## [Work to complete]
Turn the items into a numbered list, skipping blank lines, from the start through the line with "point(854, 383)".

Dataset excerpts on object pointing:

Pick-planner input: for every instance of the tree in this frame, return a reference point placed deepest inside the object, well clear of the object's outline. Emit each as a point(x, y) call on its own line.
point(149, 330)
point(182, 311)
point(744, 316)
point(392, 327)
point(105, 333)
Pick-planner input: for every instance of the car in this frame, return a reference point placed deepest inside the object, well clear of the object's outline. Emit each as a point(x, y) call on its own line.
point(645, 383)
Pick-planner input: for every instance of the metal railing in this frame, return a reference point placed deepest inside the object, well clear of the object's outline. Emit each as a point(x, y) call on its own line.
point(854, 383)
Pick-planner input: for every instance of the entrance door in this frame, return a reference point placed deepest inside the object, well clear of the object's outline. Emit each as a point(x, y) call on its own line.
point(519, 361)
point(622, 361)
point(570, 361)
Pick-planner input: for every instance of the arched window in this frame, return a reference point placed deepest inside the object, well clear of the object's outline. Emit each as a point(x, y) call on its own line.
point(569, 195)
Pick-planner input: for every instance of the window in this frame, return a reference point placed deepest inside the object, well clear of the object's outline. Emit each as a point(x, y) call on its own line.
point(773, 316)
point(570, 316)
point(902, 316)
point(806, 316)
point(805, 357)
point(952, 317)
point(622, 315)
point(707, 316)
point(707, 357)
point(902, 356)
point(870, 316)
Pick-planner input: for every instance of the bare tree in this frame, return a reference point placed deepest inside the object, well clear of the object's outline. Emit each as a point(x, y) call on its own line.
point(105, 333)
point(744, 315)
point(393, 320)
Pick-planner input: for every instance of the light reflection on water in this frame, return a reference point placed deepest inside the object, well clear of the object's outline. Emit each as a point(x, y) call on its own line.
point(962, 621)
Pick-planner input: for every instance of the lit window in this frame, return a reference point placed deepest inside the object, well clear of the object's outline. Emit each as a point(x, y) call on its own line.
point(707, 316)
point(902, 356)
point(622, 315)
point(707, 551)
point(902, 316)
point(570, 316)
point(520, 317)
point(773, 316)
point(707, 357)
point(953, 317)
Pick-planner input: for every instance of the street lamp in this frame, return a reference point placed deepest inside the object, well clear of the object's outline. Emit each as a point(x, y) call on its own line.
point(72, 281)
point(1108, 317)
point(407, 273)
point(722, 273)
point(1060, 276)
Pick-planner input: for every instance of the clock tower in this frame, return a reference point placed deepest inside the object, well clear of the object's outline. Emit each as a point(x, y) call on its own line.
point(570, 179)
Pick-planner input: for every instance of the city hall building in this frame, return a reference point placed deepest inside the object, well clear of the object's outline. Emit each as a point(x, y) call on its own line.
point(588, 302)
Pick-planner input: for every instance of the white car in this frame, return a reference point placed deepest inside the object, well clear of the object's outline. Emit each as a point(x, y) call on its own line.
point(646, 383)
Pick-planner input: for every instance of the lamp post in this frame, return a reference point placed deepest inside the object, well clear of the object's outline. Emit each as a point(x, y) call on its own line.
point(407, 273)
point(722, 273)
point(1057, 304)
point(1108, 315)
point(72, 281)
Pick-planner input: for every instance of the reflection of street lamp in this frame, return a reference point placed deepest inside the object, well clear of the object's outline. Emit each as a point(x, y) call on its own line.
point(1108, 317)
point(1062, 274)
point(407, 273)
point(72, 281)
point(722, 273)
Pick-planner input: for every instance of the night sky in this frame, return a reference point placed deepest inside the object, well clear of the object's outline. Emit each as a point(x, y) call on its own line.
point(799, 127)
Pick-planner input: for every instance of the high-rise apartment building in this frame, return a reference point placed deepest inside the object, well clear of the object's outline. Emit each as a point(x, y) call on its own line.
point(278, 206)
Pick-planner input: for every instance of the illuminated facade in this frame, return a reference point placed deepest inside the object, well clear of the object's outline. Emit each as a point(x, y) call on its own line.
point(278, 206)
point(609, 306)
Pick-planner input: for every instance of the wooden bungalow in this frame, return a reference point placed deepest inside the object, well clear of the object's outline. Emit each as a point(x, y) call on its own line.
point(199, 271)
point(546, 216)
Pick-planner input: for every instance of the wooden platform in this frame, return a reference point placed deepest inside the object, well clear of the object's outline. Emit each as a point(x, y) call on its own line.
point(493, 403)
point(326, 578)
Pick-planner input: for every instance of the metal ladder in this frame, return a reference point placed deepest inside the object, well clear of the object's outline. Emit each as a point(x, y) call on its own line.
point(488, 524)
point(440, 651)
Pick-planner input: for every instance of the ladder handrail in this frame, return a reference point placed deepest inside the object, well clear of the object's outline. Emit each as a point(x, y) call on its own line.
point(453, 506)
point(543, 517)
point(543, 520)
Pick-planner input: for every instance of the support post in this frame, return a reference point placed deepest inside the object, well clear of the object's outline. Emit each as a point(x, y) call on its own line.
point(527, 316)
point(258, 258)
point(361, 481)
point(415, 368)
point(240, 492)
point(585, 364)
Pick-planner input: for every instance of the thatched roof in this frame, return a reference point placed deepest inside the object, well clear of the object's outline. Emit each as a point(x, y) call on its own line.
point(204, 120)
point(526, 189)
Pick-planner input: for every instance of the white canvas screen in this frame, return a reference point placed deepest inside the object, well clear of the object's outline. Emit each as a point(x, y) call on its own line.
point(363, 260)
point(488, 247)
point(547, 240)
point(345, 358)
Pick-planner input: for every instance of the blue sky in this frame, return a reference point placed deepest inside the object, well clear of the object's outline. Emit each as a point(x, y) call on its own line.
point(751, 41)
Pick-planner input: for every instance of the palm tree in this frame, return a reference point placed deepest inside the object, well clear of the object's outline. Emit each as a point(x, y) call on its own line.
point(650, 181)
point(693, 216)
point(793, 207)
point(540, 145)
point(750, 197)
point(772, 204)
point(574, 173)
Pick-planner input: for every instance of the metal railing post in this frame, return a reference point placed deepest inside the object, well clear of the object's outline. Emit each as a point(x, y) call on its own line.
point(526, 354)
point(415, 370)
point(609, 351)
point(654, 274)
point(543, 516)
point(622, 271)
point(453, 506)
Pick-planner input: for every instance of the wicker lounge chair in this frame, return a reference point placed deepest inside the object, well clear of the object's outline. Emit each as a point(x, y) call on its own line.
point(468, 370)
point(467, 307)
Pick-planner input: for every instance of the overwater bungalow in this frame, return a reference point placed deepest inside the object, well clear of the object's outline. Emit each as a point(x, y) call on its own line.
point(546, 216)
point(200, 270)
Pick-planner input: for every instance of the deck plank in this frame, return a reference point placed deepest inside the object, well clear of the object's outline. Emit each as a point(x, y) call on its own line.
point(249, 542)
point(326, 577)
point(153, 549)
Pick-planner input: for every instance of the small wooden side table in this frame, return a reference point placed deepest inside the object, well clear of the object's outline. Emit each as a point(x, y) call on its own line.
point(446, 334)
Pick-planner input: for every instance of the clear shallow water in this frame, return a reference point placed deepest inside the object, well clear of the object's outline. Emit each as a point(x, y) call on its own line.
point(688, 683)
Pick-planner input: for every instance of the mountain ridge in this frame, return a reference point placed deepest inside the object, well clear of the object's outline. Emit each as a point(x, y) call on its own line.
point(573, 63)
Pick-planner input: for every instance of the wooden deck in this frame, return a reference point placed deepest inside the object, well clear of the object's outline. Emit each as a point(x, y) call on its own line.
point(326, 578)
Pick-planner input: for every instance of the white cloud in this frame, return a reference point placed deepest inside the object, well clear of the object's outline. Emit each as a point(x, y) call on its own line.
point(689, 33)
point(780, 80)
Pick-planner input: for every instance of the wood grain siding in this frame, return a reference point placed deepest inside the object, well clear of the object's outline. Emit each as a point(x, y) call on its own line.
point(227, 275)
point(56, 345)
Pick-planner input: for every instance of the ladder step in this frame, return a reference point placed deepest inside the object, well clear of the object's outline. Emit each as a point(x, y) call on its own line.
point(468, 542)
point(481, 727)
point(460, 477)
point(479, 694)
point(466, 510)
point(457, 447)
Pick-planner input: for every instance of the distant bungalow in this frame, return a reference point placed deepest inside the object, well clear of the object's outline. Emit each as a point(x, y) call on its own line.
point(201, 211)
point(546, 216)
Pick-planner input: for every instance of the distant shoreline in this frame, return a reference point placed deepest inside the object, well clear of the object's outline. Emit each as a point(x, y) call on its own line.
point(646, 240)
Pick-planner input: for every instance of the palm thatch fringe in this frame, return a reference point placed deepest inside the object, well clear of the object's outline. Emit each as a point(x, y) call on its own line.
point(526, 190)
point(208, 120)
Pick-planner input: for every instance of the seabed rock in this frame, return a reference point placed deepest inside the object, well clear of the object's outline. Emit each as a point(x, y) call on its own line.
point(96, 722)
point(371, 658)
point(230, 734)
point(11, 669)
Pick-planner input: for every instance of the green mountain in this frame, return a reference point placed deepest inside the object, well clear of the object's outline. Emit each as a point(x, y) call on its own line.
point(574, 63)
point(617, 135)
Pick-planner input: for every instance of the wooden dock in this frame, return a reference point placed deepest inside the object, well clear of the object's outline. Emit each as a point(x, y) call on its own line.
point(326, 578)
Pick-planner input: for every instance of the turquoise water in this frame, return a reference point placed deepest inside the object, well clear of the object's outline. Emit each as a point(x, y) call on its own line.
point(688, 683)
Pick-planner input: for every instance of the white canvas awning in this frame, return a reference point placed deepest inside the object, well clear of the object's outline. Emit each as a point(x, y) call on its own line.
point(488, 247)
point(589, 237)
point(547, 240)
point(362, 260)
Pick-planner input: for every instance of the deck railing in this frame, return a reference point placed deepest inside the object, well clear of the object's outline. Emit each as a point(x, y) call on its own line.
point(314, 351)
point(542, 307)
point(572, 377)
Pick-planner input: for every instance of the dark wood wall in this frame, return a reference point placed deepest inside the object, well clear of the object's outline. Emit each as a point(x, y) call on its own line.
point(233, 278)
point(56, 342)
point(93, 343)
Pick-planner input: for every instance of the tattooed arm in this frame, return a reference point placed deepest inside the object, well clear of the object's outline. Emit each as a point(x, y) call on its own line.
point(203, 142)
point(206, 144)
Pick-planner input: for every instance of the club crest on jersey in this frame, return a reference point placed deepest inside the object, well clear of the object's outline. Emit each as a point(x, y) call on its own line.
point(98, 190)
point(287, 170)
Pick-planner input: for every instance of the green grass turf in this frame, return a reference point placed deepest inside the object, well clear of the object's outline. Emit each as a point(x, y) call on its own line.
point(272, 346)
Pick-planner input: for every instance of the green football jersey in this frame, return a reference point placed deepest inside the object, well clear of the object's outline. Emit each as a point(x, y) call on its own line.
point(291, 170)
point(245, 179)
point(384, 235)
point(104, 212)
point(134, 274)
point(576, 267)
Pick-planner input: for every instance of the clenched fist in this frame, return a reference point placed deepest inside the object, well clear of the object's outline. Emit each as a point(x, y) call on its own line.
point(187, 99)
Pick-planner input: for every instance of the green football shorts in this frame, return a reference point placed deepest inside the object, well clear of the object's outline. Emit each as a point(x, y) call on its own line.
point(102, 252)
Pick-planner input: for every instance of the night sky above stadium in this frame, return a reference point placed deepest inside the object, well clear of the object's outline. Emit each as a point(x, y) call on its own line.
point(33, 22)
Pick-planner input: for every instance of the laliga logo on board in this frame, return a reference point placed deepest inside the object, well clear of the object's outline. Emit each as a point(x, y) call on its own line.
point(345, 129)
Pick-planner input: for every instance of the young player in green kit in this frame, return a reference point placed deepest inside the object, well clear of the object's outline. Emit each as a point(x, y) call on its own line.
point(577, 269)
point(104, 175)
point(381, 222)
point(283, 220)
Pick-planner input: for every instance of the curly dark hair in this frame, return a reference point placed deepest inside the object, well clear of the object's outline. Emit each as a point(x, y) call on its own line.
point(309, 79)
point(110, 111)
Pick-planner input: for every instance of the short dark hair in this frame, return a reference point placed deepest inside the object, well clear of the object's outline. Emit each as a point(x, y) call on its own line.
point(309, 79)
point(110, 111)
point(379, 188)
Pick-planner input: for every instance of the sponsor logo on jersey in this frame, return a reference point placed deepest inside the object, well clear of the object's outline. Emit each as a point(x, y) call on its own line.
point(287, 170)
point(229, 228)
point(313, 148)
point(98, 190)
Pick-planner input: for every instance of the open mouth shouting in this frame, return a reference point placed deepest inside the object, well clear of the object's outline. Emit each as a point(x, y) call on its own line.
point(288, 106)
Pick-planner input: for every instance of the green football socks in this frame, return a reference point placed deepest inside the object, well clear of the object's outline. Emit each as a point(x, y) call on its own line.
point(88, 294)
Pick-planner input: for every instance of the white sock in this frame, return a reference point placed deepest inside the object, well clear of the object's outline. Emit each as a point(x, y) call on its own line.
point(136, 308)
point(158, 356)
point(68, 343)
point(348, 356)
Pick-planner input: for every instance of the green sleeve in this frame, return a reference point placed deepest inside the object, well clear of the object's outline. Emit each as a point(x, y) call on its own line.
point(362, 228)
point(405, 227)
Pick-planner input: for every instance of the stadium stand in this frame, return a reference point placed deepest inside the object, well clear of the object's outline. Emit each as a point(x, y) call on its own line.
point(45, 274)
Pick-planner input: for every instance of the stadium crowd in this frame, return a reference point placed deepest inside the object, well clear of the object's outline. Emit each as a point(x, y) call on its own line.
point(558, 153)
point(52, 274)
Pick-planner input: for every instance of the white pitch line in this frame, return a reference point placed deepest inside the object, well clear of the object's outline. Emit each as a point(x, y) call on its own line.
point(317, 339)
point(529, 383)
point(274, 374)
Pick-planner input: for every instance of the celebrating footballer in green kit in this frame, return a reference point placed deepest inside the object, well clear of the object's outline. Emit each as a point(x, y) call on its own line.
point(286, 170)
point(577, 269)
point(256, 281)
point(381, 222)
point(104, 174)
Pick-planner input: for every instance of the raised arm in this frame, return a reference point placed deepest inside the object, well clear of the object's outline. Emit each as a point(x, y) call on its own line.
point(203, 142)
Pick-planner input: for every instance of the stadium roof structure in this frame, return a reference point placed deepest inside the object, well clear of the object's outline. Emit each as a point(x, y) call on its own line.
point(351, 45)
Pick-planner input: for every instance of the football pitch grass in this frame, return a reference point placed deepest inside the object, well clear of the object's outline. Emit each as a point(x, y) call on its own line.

## [Response below]
1. Pick-planner input: for every instance of the tree in this frame, return a reference point placed deepest inside the object, well clear of the object's outline. Emit each as a point(x, y) call on its own line.
2. point(149, 330)
3. point(182, 311)
4. point(744, 316)
5. point(392, 327)
6. point(105, 333)
7. Pick-planner input: for every instance of the car in this frame, return a reference point placed deepest inside the object, well clear of the object's outline. Emit each as a point(x, y) call on its own line.
8. point(645, 383)
9. Pick-planner input: for every instance of the metal railing in this frame, return a reference point placed deepest inside the object, well clear of the object's outline. Emit each as a point(x, y) call on its own line.
10. point(854, 383)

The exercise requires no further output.